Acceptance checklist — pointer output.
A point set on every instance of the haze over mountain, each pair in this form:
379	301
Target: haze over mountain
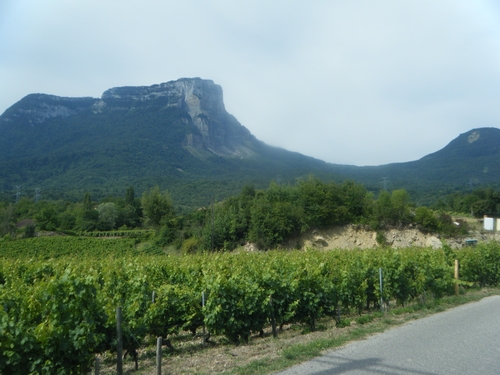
179	135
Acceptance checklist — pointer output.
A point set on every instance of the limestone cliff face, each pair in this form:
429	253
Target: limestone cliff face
219	132
200	101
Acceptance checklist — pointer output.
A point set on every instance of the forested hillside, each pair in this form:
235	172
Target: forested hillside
178	135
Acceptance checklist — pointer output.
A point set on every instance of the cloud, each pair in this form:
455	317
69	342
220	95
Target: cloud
358	82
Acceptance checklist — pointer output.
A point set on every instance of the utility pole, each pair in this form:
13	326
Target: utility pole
212	223
18	192
384	182
37	194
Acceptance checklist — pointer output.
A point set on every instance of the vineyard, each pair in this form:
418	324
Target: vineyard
58	296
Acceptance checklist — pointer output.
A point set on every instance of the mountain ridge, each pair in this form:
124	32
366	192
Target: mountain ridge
179	135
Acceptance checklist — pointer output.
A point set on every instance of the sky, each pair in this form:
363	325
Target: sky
349	82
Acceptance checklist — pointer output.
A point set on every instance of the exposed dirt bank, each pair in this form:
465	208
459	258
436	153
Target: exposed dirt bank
359	237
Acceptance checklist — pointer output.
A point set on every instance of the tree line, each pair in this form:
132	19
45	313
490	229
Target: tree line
268	218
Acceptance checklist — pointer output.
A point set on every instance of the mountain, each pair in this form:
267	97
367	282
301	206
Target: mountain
178	135
470	160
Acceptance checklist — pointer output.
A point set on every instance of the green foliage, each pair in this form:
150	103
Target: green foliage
425	218
157	206
57	310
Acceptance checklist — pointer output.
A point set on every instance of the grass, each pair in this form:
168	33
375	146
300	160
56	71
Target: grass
267	355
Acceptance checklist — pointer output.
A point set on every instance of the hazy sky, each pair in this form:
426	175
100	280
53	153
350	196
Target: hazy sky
349	82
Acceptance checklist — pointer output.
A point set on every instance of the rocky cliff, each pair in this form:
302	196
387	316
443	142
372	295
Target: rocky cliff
200	100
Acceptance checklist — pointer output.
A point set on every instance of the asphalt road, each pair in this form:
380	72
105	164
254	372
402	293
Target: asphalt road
464	340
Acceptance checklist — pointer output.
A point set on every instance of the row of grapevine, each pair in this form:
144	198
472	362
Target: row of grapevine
55	247
56	314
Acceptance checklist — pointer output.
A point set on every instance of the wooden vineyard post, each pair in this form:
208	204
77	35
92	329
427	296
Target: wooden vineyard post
203	307
273	320
381	290
159	343
119	342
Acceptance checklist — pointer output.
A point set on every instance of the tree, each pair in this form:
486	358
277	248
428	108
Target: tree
6	220
107	215
157	207
130	196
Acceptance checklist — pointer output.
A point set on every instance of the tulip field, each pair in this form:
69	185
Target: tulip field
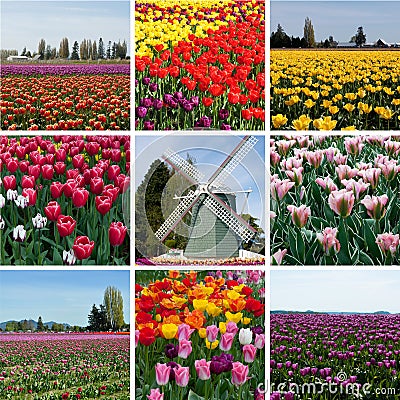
64	366
335	200
65	97
64	200
335	90
322	356
200	335
200	64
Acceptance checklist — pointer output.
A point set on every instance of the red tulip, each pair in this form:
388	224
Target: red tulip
80	197
117	233
103	204
56	189
65	225
83	247
31	194
52	211
9	182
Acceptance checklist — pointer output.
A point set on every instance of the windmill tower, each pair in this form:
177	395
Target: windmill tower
216	229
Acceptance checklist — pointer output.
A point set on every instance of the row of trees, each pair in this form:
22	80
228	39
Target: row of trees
280	38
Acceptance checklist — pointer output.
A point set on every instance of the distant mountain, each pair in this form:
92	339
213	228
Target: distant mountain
49	324
329	313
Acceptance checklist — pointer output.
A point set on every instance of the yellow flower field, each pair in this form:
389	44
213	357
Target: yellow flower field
335	90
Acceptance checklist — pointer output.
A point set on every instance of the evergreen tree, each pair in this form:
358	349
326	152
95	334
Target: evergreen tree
360	37
309	33
100	49
75	49
114	307
40	326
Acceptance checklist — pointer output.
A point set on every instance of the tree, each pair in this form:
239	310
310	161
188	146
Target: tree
114	305
361	37
75	49
64	48
40	326
42	48
309	33
100	49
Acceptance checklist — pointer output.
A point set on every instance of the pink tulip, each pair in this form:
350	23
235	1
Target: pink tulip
185	348
295	175
345	172
279	256
212	333
328	240
388	242
162	374
327	184
341	202
203	369
358	187
231	327
182	376
226	341
249	352
375	206
184	332
279	188
155	395
259	341
239	373
299	214
371	176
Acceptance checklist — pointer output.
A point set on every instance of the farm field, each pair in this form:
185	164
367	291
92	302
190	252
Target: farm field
64	200
335	90
64	366
200	65
200	335
358	355
65	97
334	200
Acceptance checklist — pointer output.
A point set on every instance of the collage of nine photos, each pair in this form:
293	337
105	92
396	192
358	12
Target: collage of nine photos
249	262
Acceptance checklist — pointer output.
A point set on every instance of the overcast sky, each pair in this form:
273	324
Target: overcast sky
60	296
24	23
336	291
210	152
379	19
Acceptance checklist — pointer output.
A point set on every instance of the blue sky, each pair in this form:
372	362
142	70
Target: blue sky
24	23
61	296
336	291
210	152
380	19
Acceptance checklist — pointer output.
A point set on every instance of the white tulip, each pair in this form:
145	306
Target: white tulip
245	336
19	233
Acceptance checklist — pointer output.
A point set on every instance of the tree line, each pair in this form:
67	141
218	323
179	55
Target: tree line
280	39
109	316
86	50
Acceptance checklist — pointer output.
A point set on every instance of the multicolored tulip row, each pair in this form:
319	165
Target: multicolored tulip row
64	366
201	67
55	191
319	356
335	90
200	335
335	200
65	97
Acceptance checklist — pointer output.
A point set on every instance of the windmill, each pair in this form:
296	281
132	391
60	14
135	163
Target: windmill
216	229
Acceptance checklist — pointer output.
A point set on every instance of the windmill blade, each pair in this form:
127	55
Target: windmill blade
180	165
176	216
230	217
232	161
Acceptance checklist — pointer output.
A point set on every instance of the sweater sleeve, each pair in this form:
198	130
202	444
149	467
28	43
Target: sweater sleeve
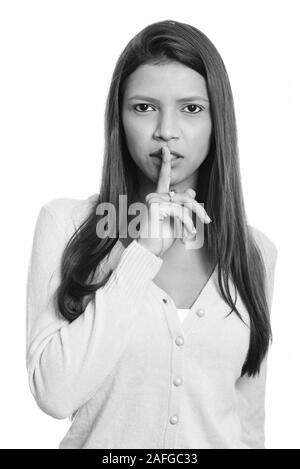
67	362
251	390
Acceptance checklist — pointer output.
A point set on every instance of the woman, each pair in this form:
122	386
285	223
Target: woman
156	341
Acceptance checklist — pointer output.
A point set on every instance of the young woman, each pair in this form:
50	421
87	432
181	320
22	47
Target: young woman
156	341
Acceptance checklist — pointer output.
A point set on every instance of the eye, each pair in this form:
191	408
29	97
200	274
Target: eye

> [Work required] Reproduce the listing word for word and omit its pictures.

> [Answer below]
Acceptance checklist — pointer output.
A point set on every instance of the haze over mountain, each pair in this form:
379	301
Target: haze over mountain
179	135
Acceptance checklist — pointer output.
A point set on every instance of the limestone cliff face, each pair in this form:
429	253
Target: limestone cliff face
219	132
200	101
Acceptance checklist — pointer output.
A point set on every instance of the forested hillside, each pair in this form:
235	172
Target: forested hillside
178	135
Acceptance checklist — pointer output.
A point set on every instance of the cloud, each pair in this form:
455	317
69	342
220	95
Target: cloud
358	82
Acceptance checklist — pointer output.
A point set on every instance of the utility pole, each pair in this form:
13	326
Target: utility pole
212	223
18	192
384	182
37	194
Acceptance checklist — pointer output.
A point set on every instance of the vineyard, each pair in this form:
418	324
Target: vineyard
58	296
Acceptance checklist — pointer output.
A point set on every instance of the mountain ridge, each pair in this form:
124	32
366	192
Target: mountain ridge
179	135
Acceptance checklist — pointer output.
A point set on every instance of the sky, each pair in this form:
363	325
Target: sky
349	82
Acceptance checklist — pointer output.
A point set on every instance of the exposed dirt bank, each pair in this form:
465	208
459	258
436	153
Target: exposed dirt bank
359	237
Acceptance checklist — pointer output.
A point set on every instance of the tree line, each pair in this form:
132	19
45	313
490	229
Target: tree line
268	218
Acceptance checklist — pointer output.
A point set on every instance of the mountain, each pair in this form:
267	97
367	282
301	206
Target: mountain
178	135
470	160
Acceptance checklist — pointer output.
A point set on every instance of the green foliage, each pair in this form:
150	103
Target: green foliage
425	218
157	206
57	310
Acceptance checklist — pointer output.
A point set on every instance of the grass, each pair in this form:
168	33
375	146
300	160
56	71
Target: grass
267	355
Acceptance checklist — pointer output.
A point set on every instance of the hazy sky, each pair in this form:
426	175
100	280
53	153
350	196
Target: hazy sky
349	82
Acceptance checklist — pointer output.
A point set on every instance of the rocky cliff, each pair in this form:
302	196
387	316
443	142
372	295
Target: rocky cliff
200	100
Acceptance checklist — pointer output.
A point set on every instance of the asphalt road, each pair in this form:
380	72
105	164
254	372
402	293
Target: asphalt road
464	340
Acceptance checklist — pointer output.
A point set on every instance of the row of grapevine, each pair in this form:
144	198
472	362
Target: row of grapevine
55	247
56	314
Acceptance checklist — pointer output.
A point set on every instance of the wooden vineyard post, each pair in this form:
208	204
77	35
92	329
427	296
Target: wooden vineyard post
203	307
273	320
381	290
159	343
119	342
Acceptance checklist — pointer output.
A point set on every instance of the tree, each pair in this form:
486	358
277	248
428	108
Target: tree
6	220
107	215
157	207
130	196
Acceptance checklist — pointer output.
A point set on every instance of the tulip field, each pair in this form:
69	185
Target: tulip field
64	366
335	200
65	97
64	200
335	90
322	356
200	335
200	64
Acceptance checklist — pointer output.
A point set on every instance of the red tulip, each pair in this form:
388	224
Target: red tulip
80	197
117	233
103	204
56	189
65	225
83	247
31	194
52	211
9	182
Acceptance checklist — pointer output.
A point set on every instance of the windmill tower, each pair in this form:
177	395
Target: windmill tower
216	229
Acceptance checklist — pointer output.
A point set on every instance of the row of trees, each pair in this form:
22	80
228	39
Target: row of trees
280	38
Acceptance checklist — pointer output.
A point set on every instance of the distant mountain, each pair in this form:
92	339
213	228
Target: distant mountain
49	324
329	313
Acceptance checklist — pointer output.
A point set on every instance of the yellow flower field, each pair in this form:
389	44
213	357
Target: yellow flower field
335	90
Acceptance checklist — pointer output.
A point set on every instance of the evergreen tree, each pair in this form:
358	349
326	152
95	334
Target: evergreen tree
360	37
309	33
100	49
75	49
114	307
40	326
Acceptance checklist — pointer output.
A point set on every instance of the tree, each pair in this form:
239	310
310	161
188	146
Target: tree
114	305
361	37
75	49
64	48
40	326
42	48
309	33
100	49
Acceptance checklist — pointer output.
A point set on every instance of the pink tulip, each pair in this form:
350	23
235	1
Target: pink tulip
185	348
295	175
345	172
279	256
212	333
328	240
388	242
162	374
327	184
341	202
203	369
358	187
231	327
182	376
226	341
249	352
375	206
184	332
279	188
155	395
259	341
239	373
299	214
371	176
Acceptance checklist — pointer output.
A point set on every instance of the farm field, each pair in this form:
185	164
367	291
92	302
190	252
Target: farm field
64	200
335	90
64	366
200	65
200	335
358	355
65	97
334	200
Acceptance checklist — pointer output.
A point set on every instance of the collage of nine photos, each pair in this form:
293	337
105	92
396	192
358	12
Target: collage of nine photos
249	262
Acceptance checklist — pointer output.
A point set on every instance of the overcast sky, each pair in this form:
273	324
Target: overcast sky
60	296
24	23
336	291
210	152
379	19
Acceptance checklist — pointer output.
A point set on every instance of the blue sky, each pair in this form:
372	362
142	70
Target: blue sky
24	23
61	296
336	291
210	152
380	19
Acceptance checklist — pointer output.
A point set on every instance of the white tulip, each pair in this form:
145	306
Target: white tulip
245	336
19	233
Acceptance checklist — pointer output.
A point set on every instance of the tree line, each pair in this form:
67	141
218	323
179	55
Target: tree line
280	39
109	316
86	50
Acceptance checklist — pointer output.
A point set on every instance of the multicolored tulip row, each pair in this form:
319	165
Target: multicolored tulip row
64	366
201	67
55	191
319	356
335	90
200	335
335	200
65	97
Acceptance checklist — pointer output.
A point set on every instance of the windmill, each pair in this form:
296	281
132	391
60	14
135	163
Target: windmill
216	229
Acceptance checklist — pointer output.
A point set on every instance of the windmill blade, each pair in this form:
127	55
Target: windmill blade
180	165
176	216
230	217
232	161
Acceptance checklist — pointer output.
A point set on every instance of the sweater sleeve, each pair in this form:
198	130
202	444
149	467
28	43
Target: sweater sleeve
67	362
251	390
Acceptance checklist — pointer output.
A point set on every instance of the woman, each pair in this form:
122	386
285	223
Target: woman
156	341
Acceptance checklist — pointer output.
A point set on every instance of the young woman, each pair in this form:
50	421
87	432
181	320
22	47
Target: young woman
156	341
Acceptance checklist — pointer output.
A point set on every instance of the eye, each pair in this form:
191	408
29	97
200	274
Target: eye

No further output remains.